**Task objective:**
Can you copy out the material below line for line, with no changes?

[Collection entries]
------------------------------------

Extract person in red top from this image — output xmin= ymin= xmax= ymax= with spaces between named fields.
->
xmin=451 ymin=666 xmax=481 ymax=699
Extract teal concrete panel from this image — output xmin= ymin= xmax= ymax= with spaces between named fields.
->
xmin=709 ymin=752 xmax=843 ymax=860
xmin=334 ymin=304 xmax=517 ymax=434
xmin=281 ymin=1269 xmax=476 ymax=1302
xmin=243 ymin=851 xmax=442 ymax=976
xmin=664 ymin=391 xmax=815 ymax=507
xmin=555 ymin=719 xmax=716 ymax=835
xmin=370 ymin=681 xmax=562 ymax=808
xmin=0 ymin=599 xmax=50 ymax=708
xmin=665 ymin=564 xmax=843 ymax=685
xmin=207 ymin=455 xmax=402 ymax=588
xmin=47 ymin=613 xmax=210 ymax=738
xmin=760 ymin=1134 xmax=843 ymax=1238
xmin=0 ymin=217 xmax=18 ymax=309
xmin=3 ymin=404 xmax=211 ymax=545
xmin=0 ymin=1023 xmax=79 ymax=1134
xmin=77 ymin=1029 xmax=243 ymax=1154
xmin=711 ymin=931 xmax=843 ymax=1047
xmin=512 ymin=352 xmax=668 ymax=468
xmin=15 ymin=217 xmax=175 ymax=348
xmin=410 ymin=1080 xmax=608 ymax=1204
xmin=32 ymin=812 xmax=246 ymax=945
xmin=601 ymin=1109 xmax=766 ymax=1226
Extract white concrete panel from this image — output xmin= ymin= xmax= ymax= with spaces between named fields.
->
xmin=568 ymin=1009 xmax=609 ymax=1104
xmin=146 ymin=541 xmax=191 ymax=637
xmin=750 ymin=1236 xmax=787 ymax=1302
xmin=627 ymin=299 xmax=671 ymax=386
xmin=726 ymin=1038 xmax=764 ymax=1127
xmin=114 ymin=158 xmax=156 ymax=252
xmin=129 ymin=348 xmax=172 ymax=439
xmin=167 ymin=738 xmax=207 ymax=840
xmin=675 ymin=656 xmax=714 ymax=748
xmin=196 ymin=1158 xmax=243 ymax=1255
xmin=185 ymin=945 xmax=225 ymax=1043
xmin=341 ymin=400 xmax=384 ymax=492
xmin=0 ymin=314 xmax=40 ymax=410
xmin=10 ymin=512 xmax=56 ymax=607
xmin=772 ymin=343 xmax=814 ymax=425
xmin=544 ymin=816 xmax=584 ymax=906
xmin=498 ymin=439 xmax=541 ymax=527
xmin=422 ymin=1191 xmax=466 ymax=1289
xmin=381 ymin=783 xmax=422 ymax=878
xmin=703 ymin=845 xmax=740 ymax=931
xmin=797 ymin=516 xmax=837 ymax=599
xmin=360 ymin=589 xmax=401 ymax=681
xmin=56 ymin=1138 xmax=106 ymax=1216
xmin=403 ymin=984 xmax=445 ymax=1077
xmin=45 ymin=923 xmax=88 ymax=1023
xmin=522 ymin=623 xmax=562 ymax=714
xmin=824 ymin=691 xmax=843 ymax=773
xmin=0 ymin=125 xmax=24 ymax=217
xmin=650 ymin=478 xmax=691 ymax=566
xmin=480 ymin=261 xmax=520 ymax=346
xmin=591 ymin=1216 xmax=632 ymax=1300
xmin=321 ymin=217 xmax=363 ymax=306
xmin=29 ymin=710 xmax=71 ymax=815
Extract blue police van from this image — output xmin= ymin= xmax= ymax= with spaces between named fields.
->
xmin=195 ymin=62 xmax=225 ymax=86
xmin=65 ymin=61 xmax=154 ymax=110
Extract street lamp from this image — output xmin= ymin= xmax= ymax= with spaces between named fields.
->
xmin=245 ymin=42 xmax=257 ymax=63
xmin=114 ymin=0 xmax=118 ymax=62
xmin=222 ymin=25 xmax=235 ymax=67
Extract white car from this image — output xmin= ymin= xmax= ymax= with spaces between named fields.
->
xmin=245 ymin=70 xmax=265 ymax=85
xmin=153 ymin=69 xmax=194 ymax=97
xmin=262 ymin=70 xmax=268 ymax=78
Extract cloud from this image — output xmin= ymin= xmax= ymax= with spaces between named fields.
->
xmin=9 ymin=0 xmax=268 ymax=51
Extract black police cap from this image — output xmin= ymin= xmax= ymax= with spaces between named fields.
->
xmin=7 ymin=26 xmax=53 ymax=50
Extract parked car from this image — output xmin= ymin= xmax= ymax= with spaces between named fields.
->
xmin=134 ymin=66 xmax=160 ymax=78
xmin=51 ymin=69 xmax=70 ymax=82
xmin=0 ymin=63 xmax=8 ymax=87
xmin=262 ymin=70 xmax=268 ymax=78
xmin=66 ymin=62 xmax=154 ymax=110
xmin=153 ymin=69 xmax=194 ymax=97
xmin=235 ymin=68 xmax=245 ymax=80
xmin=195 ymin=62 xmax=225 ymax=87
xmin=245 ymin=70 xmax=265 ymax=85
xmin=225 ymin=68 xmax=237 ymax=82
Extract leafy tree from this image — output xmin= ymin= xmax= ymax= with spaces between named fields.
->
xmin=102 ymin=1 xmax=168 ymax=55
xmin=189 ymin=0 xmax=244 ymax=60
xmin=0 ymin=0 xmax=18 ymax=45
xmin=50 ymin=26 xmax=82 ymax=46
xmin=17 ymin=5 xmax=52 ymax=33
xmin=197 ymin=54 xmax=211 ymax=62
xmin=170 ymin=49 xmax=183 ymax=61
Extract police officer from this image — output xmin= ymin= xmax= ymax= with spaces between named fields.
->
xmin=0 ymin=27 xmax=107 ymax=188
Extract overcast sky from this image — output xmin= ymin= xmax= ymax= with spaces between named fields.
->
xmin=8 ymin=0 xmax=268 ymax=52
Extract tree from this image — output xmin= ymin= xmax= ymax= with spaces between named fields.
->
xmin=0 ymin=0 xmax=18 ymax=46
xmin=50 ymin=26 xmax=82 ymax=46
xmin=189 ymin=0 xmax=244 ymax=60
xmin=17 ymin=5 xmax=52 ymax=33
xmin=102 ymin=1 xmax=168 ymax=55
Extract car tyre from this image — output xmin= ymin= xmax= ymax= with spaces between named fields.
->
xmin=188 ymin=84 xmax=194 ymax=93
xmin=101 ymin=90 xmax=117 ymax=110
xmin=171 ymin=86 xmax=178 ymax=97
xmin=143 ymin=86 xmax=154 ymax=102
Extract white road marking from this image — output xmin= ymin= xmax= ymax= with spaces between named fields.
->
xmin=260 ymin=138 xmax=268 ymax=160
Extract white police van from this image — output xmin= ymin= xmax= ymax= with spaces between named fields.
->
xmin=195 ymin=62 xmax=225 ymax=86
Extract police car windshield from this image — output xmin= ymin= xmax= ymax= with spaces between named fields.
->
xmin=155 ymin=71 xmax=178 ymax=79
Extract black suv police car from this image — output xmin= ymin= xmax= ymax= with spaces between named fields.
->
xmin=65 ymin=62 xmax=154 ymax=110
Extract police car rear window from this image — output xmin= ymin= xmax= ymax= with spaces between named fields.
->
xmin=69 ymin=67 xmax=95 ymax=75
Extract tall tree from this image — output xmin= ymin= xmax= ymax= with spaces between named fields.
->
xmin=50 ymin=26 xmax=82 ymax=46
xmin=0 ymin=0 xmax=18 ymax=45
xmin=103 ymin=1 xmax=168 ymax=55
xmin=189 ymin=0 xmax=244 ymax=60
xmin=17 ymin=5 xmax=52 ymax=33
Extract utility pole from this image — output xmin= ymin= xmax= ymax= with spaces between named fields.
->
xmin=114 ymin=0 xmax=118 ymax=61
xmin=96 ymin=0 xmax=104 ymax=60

------------------------------------

**Output for this exercise:**
Extract person in red top from this image — output xmin= ymin= xmax= ymax= with spaces between named fields.
->
xmin=451 ymin=666 xmax=481 ymax=699
Extract teal concrete panel from this image — output xmin= ymin= xmax= ymax= with spaces between named fields.
->
xmin=709 ymin=752 xmax=843 ymax=860
xmin=334 ymin=304 xmax=517 ymax=434
xmin=281 ymin=1269 xmax=476 ymax=1302
xmin=243 ymin=851 xmax=442 ymax=976
xmin=664 ymin=391 xmax=815 ymax=507
xmin=555 ymin=719 xmax=716 ymax=835
xmin=370 ymin=681 xmax=562 ymax=808
xmin=0 ymin=599 xmax=50 ymax=708
xmin=665 ymin=564 xmax=843 ymax=685
xmin=207 ymin=455 xmax=402 ymax=588
xmin=47 ymin=613 xmax=210 ymax=738
xmin=760 ymin=1134 xmax=843 ymax=1238
xmin=0 ymin=217 xmax=18 ymax=309
xmin=3 ymin=404 xmax=211 ymax=545
xmin=0 ymin=1023 xmax=79 ymax=1134
xmin=77 ymin=1029 xmax=243 ymax=1154
xmin=711 ymin=931 xmax=843 ymax=1047
xmin=512 ymin=352 xmax=668 ymax=468
xmin=15 ymin=217 xmax=175 ymax=348
xmin=410 ymin=1080 xmax=608 ymax=1204
xmin=32 ymin=812 xmax=246 ymax=945
xmin=601 ymin=1109 xmax=766 ymax=1226
Extract white concrete panel from this image — output xmin= ymin= xmax= ymax= with spaces between named fields.
->
xmin=568 ymin=1009 xmax=609 ymax=1104
xmin=146 ymin=541 xmax=191 ymax=637
xmin=750 ymin=1236 xmax=787 ymax=1302
xmin=627 ymin=299 xmax=671 ymax=386
xmin=726 ymin=1038 xmax=764 ymax=1127
xmin=114 ymin=158 xmax=156 ymax=252
xmin=129 ymin=348 xmax=172 ymax=439
xmin=167 ymin=738 xmax=207 ymax=840
xmin=675 ymin=656 xmax=714 ymax=748
xmin=196 ymin=1158 xmax=243 ymax=1255
xmin=185 ymin=945 xmax=225 ymax=1043
xmin=341 ymin=400 xmax=384 ymax=492
xmin=0 ymin=314 xmax=40 ymax=410
xmin=10 ymin=512 xmax=56 ymax=607
xmin=772 ymin=343 xmax=814 ymax=425
xmin=544 ymin=816 xmax=584 ymax=906
xmin=498 ymin=439 xmax=541 ymax=527
xmin=422 ymin=1191 xmax=466 ymax=1289
xmin=381 ymin=783 xmax=422 ymax=878
xmin=703 ymin=845 xmax=740 ymax=931
xmin=797 ymin=516 xmax=837 ymax=599
xmin=360 ymin=589 xmax=401 ymax=681
xmin=56 ymin=1138 xmax=106 ymax=1216
xmin=403 ymin=984 xmax=445 ymax=1077
xmin=45 ymin=923 xmax=88 ymax=1023
xmin=522 ymin=623 xmax=562 ymax=714
xmin=824 ymin=691 xmax=843 ymax=773
xmin=0 ymin=125 xmax=24 ymax=217
xmin=650 ymin=478 xmax=691 ymax=566
xmin=480 ymin=261 xmax=520 ymax=346
xmin=591 ymin=1216 xmax=632 ymax=1300
xmin=321 ymin=217 xmax=363 ymax=306
xmin=29 ymin=710 xmax=71 ymax=815
Extract blue police van from this image — output xmin= ymin= xmax= ymax= with spaces between named fields.
->
xmin=195 ymin=62 xmax=225 ymax=86
xmin=65 ymin=61 xmax=154 ymax=110
Extract street lamp from this image — output xmin= ymin= xmax= ymax= with spaces between named fields.
->
xmin=245 ymin=42 xmax=257 ymax=63
xmin=114 ymin=0 xmax=118 ymax=62
xmin=222 ymin=25 xmax=235 ymax=67
Extract white car from this image — output xmin= ymin= xmax= ymax= with spaces between named fields.
->
xmin=245 ymin=70 xmax=265 ymax=85
xmin=153 ymin=69 xmax=194 ymax=97
xmin=262 ymin=70 xmax=268 ymax=78
Extract cloud from this image — output xmin= ymin= xmax= ymax= with spaces between named fields.
->
xmin=9 ymin=0 xmax=268 ymax=51
Extract black police cap from this image — output xmin= ymin= xmax= ymax= with spaces between named fields.
->
xmin=7 ymin=26 xmax=53 ymax=50
Extract parked car from this image — output xmin= ymin= xmax= ymax= with spaces between named fields.
->
xmin=134 ymin=66 xmax=160 ymax=78
xmin=51 ymin=69 xmax=70 ymax=82
xmin=0 ymin=63 xmax=8 ymax=87
xmin=262 ymin=70 xmax=268 ymax=78
xmin=66 ymin=62 xmax=154 ymax=110
xmin=153 ymin=69 xmax=194 ymax=97
xmin=235 ymin=68 xmax=245 ymax=80
xmin=195 ymin=62 xmax=225 ymax=87
xmin=245 ymin=70 xmax=265 ymax=85
xmin=225 ymin=68 xmax=237 ymax=82
Extract leafy tree from this image — output xmin= ymin= xmax= ymax= with spaces between named fields.
->
xmin=102 ymin=1 xmax=168 ymax=55
xmin=189 ymin=0 xmax=244 ymax=60
xmin=0 ymin=0 xmax=18 ymax=45
xmin=50 ymin=26 xmax=82 ymax=46
xmin=17 ymin=5 xmax=52 ymax=33
xmin=197 ymin=54 xmax=211 ymax=62
xmin=170 ymin=49 xmax=183 ymax=61
Extract police officer from this image — output xmin= ymin= xmax= ymax= with spaces between named fields.
->
xmin=0 ymin=27 xmax=107 ymax=188
Extract overcast sky from this image — output xmin= ymin= xmax= ymax= with spaces between named fields.
->
xmin=8 ymin=0 xmax=268 ymax=52
Extract tree from this image — output xmin= ymin= xmax= ymax= with spaces between named fields.
->
xmin=0 ymin=0 xmax=18 ymax=46
xmin=50 ymin=26 xmax=82 ymax=46
xmin=189 ymin=0 xmax=244 ymax=60
xmin=17 ymin=5 xmax=52 ymax=33
xmin=102 ymin=1 xmax=168 ymax=55
Extract car tyre from this image — output xmin= ymin= xmax= ymax= with spaces between named fields.
->
xmin=188 ymin=84 xmax=194 ymax=93
xmin=101 ymin=90 xmax=117 ymax=110
xmin=171 ymin=86 xmax=178 ymax=97
xmin=143 ymin=86 xmax=154 ymax=102
Extract white road marking from this image — output xmin= ymin= xmax= ymax= with spaces between named fields.
->
xmin=260 ymin=138 xmax=268 ymax=160
Extract white police van from this image — output xmin= ymin= xmax= ymax= with spaces between named fields.
->
xmin=195 ymin=62 xmax=225 ymax=86
Extract police car windshield from this image — output xmin= ymin= xmax= ymax= with spaces between named fields.
->
xmin=155 ymin=71 xmax=178 ymax=79
Extract black suv police car from this image — output xmin= ymin= xmax= ymax= with spaces between named fields.
->
xmin=65 ymin=62 xmax=154 ymax=110
Extract police car rear window from this image — output xmin= ymin= xmax= ymax= with spaces between named fields.
->
xmin=69 ymin=67 xmax=95 ymax=75
Extract tall tree from this image — output xmin= ymin= xmax= ymax= with spaces between named fields.
->
xmin=50 ymin=26 xmax=82 ymax=46
xmin=0 ymin=0 xmax=18 ymax=45
xmin=103 ymin=1 xmax=168 ymax=55
xmin=189 ymin=0 xmax=244 ymax=60
xmin=17 ymin=5 xmax=52 ymax=33
Extract utility pole from this image — output xmin= ymin= xmax= ymax= with spaces between named fields.
->
xmin=114 ymin=0 xmax=118 ymax=61
xmin=96 ymin=0 xmax=104 ymax=60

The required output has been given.